▶ EXERCISE DIRECTIONS
Report each line of the records where "tower" occurs.

[EXERCISE MATERIALS — start]

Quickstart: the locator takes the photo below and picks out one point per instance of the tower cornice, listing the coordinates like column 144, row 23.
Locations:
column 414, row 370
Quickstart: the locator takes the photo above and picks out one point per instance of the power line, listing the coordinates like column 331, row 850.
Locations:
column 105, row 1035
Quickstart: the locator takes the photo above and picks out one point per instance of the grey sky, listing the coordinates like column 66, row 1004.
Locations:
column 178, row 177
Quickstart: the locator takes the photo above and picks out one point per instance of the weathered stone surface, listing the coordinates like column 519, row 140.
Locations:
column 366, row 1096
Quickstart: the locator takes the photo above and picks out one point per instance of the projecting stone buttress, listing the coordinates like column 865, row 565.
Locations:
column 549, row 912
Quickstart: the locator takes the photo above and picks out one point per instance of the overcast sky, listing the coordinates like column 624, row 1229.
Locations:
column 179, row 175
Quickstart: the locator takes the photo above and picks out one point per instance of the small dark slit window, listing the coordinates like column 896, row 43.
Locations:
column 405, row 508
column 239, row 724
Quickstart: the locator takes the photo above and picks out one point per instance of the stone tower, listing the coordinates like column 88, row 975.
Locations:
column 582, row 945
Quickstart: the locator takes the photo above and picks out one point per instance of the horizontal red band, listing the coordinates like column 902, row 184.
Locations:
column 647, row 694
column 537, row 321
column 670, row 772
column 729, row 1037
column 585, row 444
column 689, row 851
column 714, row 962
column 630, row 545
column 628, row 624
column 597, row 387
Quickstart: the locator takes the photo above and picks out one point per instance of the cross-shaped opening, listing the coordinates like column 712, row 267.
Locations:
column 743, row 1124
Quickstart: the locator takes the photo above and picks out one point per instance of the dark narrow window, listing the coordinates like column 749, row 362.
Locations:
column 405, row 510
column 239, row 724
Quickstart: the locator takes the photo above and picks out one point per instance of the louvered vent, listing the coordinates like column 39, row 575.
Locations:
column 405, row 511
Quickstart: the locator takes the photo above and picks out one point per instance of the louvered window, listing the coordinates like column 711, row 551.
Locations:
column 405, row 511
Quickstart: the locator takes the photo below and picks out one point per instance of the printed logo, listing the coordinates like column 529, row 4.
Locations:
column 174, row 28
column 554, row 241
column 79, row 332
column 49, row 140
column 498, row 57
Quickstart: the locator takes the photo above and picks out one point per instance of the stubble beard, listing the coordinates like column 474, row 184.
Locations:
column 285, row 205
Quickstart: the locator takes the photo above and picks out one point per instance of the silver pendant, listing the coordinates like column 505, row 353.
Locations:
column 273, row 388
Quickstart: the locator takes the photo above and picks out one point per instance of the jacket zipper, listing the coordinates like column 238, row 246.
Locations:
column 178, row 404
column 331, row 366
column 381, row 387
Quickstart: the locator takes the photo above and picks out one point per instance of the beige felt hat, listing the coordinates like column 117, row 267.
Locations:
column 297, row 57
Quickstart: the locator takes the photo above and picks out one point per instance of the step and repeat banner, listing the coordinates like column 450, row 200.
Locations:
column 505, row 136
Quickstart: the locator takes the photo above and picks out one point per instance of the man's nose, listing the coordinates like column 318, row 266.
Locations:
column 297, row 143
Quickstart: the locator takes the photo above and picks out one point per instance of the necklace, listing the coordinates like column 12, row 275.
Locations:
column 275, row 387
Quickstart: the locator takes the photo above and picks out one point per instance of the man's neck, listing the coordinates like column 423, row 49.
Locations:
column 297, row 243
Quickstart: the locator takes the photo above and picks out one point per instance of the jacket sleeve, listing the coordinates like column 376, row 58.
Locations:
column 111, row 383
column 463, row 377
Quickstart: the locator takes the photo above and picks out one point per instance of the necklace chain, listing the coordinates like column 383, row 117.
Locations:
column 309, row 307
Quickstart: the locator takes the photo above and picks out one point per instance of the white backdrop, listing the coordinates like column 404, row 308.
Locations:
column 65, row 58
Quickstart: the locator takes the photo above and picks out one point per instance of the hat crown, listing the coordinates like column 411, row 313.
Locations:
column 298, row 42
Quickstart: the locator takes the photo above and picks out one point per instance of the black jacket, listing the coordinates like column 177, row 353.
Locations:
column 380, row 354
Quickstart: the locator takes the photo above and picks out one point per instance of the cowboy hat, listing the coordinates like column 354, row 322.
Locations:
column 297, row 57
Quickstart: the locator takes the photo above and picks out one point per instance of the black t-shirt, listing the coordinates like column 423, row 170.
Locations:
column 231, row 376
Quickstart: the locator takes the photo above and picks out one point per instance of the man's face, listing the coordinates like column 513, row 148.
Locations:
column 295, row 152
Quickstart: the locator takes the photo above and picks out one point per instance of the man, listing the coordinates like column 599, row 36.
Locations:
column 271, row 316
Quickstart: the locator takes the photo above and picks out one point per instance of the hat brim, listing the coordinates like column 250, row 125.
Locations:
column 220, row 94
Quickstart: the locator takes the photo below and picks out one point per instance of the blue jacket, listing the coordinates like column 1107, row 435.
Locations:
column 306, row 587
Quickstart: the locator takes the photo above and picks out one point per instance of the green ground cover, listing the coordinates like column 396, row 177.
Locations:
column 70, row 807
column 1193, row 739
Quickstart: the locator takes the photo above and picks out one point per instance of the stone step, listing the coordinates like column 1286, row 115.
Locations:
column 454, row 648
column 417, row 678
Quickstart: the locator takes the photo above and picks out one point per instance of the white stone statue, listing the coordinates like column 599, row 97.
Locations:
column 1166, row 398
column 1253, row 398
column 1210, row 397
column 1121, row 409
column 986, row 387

[EXERCISE MATERIALS — finish]

▶ RESPONSE TO THE TASK
Quickstart: the locator takes the photo below and picks out one point per instance of the tower cornice, listing the coordinates like column 144, row 23.
Quickstart: the locator takes the photo above and picks out one point per instance of the stone tower, listing the coordinates like column 88, row 975.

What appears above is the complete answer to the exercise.